_TEXTO PARA LEER_.

#####

Cuando
empecé la carrera de física, una mañana escuché una reflexión brillante de un
profesor sobre las dificultades que tenemos para entender la teoría cuántica.
Todos
hemos disfrutado alguna vez de los fascinantes reportajes sobre el mundo
animal. Una escena común en estos documentales es la de un león a la caza de
una rápida gacela. Con el corazón en un puño, vemos cómo la gacela empieza a
ganar distancia respecto a su depredador hasta que, finalmente, el león se
detiene resignado y deja escapar a su presa.
Si
nos detenemos a pensar sobre este hecho aparentemente simple, nos daremos
cuenta de que, mientras el felino está en plena carrera, realiza unos cálculos
nada triviales. Calcula su propia velocidad y la de la gacela, computa la resta
vectorial entre ambas y, cuando se da cuenta de que el módulo —es decir, la
distancia entre depredador y presa— aumenta, entonces se da por vencido y se
detiene a reservar fuerzas para una caza más asequible.
No
obstante, cualquier estudiante de física de bachillerato tendría dificultades
para plasmar sobre el papel estos cálculos.
Y
aquí surge la pregunta: ¿acaso los leones son expertos en física?
La
respuesta es que sí. Los leones, igual que los demás animales —incluidos los
humanos—, han desarrollado a lo largo de su evolución un modo intuitivo de
utilizar la física en el día a día. Sin ella, tampoco nosotros sobreviviríamos
en la jungla de asfalto.

#####

_REGISTROS DE DATOS_.
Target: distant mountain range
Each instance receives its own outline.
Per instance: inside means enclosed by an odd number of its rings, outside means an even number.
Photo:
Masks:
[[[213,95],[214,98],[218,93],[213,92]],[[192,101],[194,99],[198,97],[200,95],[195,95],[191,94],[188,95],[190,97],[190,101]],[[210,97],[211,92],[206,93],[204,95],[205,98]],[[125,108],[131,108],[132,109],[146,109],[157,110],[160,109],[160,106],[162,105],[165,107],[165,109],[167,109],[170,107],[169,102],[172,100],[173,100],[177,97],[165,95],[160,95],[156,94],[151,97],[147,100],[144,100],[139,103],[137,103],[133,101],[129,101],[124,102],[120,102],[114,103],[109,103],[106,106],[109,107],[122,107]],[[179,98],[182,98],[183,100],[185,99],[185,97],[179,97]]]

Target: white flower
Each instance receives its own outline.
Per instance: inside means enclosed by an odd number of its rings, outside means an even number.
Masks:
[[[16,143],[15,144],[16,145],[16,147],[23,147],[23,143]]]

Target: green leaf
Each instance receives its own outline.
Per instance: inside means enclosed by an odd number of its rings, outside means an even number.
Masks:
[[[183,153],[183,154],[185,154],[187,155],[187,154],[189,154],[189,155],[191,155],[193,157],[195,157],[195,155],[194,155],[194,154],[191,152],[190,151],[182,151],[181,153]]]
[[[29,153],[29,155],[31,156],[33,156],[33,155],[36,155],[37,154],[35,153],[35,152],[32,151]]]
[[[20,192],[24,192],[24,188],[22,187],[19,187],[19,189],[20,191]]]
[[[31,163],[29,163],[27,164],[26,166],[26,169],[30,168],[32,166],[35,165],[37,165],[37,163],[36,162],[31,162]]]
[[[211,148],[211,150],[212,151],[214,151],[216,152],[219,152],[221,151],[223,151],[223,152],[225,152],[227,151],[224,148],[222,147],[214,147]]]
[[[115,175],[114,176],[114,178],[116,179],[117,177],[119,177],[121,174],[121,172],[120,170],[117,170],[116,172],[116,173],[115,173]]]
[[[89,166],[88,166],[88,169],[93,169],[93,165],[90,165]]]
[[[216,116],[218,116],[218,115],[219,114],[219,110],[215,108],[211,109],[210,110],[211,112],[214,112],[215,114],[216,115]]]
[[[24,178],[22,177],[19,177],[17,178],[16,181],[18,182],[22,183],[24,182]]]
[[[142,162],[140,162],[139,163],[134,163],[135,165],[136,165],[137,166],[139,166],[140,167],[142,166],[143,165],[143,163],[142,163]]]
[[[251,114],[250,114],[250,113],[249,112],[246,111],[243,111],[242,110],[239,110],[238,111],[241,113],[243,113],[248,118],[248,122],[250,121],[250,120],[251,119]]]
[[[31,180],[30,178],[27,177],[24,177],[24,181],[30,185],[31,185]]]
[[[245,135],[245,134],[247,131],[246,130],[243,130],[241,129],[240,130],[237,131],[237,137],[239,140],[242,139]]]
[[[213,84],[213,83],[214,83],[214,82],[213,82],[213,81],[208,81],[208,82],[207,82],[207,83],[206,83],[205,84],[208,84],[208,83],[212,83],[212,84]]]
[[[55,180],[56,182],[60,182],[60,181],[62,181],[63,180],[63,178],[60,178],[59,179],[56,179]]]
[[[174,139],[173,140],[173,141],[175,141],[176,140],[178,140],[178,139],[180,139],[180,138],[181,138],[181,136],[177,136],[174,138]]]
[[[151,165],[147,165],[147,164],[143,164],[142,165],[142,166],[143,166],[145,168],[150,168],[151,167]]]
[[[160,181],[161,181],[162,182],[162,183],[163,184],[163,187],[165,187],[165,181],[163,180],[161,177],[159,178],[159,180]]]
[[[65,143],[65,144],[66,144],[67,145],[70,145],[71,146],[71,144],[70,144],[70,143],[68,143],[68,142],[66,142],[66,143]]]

#####

_TUS INSTRUCCIONES_.
Escribe la continuación del texto sobre los leones y la física intuitiva, empezando justo después de su última oración.

_RESPUESTA AL EJERCICIO_.
Lo
que denominamos física clásica surgió de nuestra observación cotidiana del
mundo que nos rodea. Podíamos prever los ciclos lunares a partir de la
observación del cielo, o definir la trayectoria de un tiro parabólico al
analizar lo que ocurría tras lanzar flechas y piedras.
Sin
embargo, cuando nos adentramos en el mundo de la física moderna, nos alejamos
de la experiencia ordinaria del ser humano. Es lógico que nos cueste entender
lo que sucede si nos movemos a velocidades cercanas a la de la luz, cuando lo
más rápido que se pudo llegar a principios del siglo XX era a unos 100
kilómetros por hora.
¿Cómo
vamos a comprender intuitivamente el principio de incertidumbre de un electrón,
si nuestros ojos no han evolucionado para percibir esta diminuta partícula?
La
mecánica cuántica trata de fenómenos que están fuera del rango ordinario de la
experiencia humana, alejados de nuestra visión intuitiva de la realidad.
Hasta
ahora nunca la hemos necesitado para sobrevivir.
¿QUÉ
ES LA FÍSICA CUÁNTICA?
Desde
la noche de los tiempos, el ser humano ha sentido la necesidad de comprender el
universo. La cúspide de esta búsqueda, en el campo de la física actual, se
organiza en torno a dos grandes teorías que acabamos de mencionar: la cuántica
y la relatividad.
Mientras
la relatividad nos describe el mundo macroscópico y los movimientos de las
galaxias, la teoría cuántica nos desvela la enigmática conducta de los átomos y
sus diminutos constituyentes, los ladrillos que forman todo aquello que nos
rodea… e incluso a nosotros mismos.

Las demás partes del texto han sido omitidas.